▶ WHAT IS EXPECTED: Reproduce only the lines from the one containing "Mark the eyelashes" through the last line, swapping "wildlife tally" for "garden survey" and leaving everything else as it is.

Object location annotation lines
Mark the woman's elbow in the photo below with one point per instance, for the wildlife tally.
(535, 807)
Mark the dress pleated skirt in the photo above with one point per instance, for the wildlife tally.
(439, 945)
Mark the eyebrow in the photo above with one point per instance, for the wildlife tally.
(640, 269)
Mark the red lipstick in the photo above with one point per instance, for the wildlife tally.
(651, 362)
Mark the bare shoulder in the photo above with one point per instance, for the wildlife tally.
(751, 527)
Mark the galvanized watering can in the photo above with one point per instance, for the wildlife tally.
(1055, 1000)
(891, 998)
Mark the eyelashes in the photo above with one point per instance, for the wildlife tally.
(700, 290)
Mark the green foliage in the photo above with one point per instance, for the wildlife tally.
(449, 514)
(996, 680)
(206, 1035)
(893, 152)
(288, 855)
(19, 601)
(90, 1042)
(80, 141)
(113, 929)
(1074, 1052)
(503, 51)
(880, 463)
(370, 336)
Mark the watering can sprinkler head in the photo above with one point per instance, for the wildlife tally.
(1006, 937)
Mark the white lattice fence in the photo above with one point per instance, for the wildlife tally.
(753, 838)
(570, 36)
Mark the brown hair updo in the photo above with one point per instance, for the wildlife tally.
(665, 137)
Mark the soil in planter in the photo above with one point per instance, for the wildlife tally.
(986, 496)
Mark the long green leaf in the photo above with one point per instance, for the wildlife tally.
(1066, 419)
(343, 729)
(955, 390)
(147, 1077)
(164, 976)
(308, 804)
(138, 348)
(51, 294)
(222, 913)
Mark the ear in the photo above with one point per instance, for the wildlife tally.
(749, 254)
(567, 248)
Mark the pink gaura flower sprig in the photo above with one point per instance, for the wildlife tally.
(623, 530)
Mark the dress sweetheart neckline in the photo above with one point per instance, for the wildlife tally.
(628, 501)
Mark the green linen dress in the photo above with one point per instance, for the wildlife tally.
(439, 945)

▶ CORRECT OUTPUT:
Mark the eyelashes in the photo above with one point per instance, for the garden survey.
(700, 290)
Mark the green foliage in the photo above with one point per instance, for the garden survey.
(449, 514)
(996, 680)
(206, 1035)
(893, 152)
(288, 855)
(19, 601)
(90, 1042)
(80, 141)
(113, 929)
(1074, 1052)
(503, 51)
(880, 463)
(370, 336)
Mark the watering can sprinkler head in the photo above with one point per instance, for the garden survey.
(1006, 937)
Mark the white lattice fence in the photo above with one point per instance, for the garden survey.
(753, 838)
(570, 36)
Mark the brown hair updo in the photo above with one point per instance, for the garden survey.
(665, 137)
Mark the soil in planter in the photo above with one point per instance, for the garden survey.
(986, 496)
Mark the long green leaf in the photo above with one point per instance, for the garden survey.
(1066, 419)
(343, 729)
(955, 390)
(147, 1077)
(164, 976)
(308, 804)
(138, 348)
(51, 294)
(222, 913)
Mark the ear in the photo above with one point per instance, for the garden survey.
(749, 254)
(567, 248)
Mark the pink gaura flower sprig in the photo above with one point per instance, for the garden survey.
(623, 530)
Mark the dress sweetheart neckline in the photo above with one point per instance, for the garden survey.
(628, 501)
Mark the green linen dress in the photo above with one point per instance, for the garden survey.
(439, 945)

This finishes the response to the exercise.